This does not even consider the amount of contention, which can
average 310 .mu.sec. Sending a 20 byte payload takes 800 .mu.sec at
11 Mbps, yielding approximately 1250 packets per second. For a
G.729 vocoder, only 12 calls can be supported per hop. At 2 Mbps, a
similar computation shows that only 8 calls can be supported per
hop.
[0008] One technique that can be employed for reducing this
overhead is packet aggregation. The basic premise behind packet
aggregation is to combine several small packets at an aggregator in
the ingress nodes in the mesh network, and to forward the combined
packets with a single IP, MAC and PHY header through the network. A
common problem with packet aggregation is the increase in packet
delay, thereby reducing its applicability for VoIP services.
However, if the network is lightly loaded, the packet aggregation
techniques do not have to be used for improving network
performance. Under heavy load, small sized packets would experience
heavy contention leading to retransmission and dropped packets. The
packets then spend the largest part of the network delay in the
queues at the intermediate nodes in the mesh network. The higher
the contention to access wireless media, the larger the network
delay. These small packets waiting for media access are candidates
for packet aggregation. Thus, packet aggregation during heavy
network load does not need to introduce a forced delay to combine
packets.
[0009] Another technique for reducing overhead is packet
compression. A known expedient is referred to as Robust Header
Compression (ROHC). This mechanism reconstructs IP/UDP/RTP headers
in the presence of packet losses and errors, and makes use of
intra-packet and inter-packet redundancy. This requires the status
of a compressor and decompressor at respective transmitting and
receiving nodes to be synchronized. Existing solutions for
providing such synchronization either sacrifice the header
compression ratio by sending uncompressed packets periodically or
use feedback information. This, however, provides a high error
propagation rate and can increase the roundtrip time of
communications on a wireless link.
SUMMARY OF THE INVENTION
[0010] In accordance with a first aspect of the invention, in a
mesh network that comprises a plurality of nodes, where each node
has a client interface and a backhaul interface for communicating
between the nodes, a method is provided for aggregating a plurality
of packets. The method comprises: at an ingress node that receives
packets from at least one client, introducing a forced delay prior
to aggregating packets at the ingress node; and at least one
intermediate node communicating with the ingress node, forwarding
aggregated packets received from the ingress node to a destination
node. A parameter for aggregating a minimum number of packets is
set at the ingress node, and a timer is set for specifying a
maximum time to wait to aggregate the packets at the ingress node.
Upon expiration of the timer, the method aggregates packets from
all flows to the ingress node having the same destination node
until a size of the aggregated packets reaches the maximum
transmission unit (MTU), and then sends the aggregated packets to
the destination node via the at least one intermediate node.
Alternatively, upon expiration of the timer, the method aggregates
packets from all flows to the ingress node having a same next hop
intermediate node until a size of the aggregated packets reaches
the MTU, and then sends the aggregated packets to the next hop
intermediate node.

## SHORT PROBLEM 1
Report every line of the rows that contains the string "tall", treating uppercase and lowercase as different.
The passage on packet aggregation and the rows have nothing to do with each other.

Items listed in a dataset
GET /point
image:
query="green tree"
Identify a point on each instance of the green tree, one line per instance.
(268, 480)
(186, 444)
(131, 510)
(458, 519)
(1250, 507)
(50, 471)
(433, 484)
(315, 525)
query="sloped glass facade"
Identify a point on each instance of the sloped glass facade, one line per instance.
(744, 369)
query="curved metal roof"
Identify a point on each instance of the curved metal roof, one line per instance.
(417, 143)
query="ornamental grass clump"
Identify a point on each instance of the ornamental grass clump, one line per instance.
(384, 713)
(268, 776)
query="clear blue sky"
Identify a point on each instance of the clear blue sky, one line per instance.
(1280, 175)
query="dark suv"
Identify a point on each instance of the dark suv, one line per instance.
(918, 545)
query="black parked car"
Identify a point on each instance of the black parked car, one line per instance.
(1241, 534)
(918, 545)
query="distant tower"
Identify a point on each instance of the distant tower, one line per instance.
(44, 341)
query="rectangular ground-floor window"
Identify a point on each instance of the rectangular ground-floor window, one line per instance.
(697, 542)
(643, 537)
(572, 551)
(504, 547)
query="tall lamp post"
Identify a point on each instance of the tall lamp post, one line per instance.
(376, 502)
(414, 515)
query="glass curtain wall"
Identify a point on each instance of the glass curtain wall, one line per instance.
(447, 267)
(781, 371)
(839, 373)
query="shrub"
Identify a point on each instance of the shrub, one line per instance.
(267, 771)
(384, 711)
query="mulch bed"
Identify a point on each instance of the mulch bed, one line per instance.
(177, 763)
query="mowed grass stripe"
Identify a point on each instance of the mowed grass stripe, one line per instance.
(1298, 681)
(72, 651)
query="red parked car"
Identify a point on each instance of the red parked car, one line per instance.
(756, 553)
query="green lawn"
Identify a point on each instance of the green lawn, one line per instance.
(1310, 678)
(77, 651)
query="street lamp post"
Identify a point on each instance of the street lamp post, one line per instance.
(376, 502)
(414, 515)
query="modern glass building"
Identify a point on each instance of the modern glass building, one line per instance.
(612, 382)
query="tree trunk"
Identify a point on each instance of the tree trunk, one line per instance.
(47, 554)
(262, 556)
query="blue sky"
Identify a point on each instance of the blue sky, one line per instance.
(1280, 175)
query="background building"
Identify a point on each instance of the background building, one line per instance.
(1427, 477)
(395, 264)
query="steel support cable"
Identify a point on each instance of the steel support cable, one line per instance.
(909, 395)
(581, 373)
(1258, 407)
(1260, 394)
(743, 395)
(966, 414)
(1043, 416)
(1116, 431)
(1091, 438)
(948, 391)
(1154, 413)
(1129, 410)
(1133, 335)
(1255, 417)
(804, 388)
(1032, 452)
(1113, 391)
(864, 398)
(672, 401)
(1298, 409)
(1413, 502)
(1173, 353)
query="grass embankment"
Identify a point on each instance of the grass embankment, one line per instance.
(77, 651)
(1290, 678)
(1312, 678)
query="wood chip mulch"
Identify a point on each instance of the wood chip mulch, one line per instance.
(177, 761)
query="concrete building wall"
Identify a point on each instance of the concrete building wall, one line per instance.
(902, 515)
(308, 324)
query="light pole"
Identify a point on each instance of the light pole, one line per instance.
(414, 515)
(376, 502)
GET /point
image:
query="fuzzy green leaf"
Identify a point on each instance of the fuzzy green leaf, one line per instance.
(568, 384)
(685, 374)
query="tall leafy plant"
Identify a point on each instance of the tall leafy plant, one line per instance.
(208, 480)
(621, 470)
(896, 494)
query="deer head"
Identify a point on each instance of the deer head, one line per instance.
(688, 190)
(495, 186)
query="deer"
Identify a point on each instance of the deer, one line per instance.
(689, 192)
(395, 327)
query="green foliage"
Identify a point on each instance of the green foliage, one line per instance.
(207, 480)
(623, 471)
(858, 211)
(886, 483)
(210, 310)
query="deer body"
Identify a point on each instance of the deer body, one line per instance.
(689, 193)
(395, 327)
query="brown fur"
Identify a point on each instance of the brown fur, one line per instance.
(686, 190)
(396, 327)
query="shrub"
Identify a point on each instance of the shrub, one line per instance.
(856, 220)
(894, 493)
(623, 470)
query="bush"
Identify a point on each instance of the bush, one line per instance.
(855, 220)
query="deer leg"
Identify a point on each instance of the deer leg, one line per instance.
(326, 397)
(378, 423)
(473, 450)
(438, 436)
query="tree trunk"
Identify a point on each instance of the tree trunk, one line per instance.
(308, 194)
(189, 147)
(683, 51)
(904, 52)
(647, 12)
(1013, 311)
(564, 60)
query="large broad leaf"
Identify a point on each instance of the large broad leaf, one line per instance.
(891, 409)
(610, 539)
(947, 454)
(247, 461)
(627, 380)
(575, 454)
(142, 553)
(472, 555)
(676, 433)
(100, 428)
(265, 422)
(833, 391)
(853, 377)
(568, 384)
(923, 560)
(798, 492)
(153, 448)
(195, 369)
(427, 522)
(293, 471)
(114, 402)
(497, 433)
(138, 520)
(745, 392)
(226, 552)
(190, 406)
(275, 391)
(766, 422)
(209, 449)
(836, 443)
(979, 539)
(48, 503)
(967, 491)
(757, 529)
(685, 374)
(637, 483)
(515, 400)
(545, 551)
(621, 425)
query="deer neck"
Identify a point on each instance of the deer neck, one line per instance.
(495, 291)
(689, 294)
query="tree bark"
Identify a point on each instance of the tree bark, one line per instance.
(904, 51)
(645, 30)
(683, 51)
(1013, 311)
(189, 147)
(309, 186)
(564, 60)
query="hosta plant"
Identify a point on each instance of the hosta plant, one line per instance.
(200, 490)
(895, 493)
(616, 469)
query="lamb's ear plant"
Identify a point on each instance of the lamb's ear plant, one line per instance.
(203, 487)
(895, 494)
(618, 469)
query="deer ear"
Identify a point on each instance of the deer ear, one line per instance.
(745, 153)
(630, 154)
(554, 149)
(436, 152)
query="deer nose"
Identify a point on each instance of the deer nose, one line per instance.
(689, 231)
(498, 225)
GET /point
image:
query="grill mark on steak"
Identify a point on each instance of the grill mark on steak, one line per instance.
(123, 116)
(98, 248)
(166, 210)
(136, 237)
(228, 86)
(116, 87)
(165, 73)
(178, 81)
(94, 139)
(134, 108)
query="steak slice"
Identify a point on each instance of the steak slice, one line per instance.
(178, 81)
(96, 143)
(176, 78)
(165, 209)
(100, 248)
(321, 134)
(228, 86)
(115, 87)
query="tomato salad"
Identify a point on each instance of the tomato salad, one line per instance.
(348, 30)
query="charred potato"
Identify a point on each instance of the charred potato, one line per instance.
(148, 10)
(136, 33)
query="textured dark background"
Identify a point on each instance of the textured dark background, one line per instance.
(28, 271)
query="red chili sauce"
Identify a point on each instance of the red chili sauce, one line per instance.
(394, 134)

## SHORT PROBLEM 2
According to the passage on packet aggregation, what known technique reduces overhead by compressing packets?

## COMPLETE RESPONSE 1
query="tall lamp post"
Identify a point on each instance of the tall lamp post, one line per instance.
query="tall leafy plant"
Identify a point on each instance of the tall leafy plant, one line per instance.

## COMPLETE RESPONSE 2
Robust Header Compression (ROHC).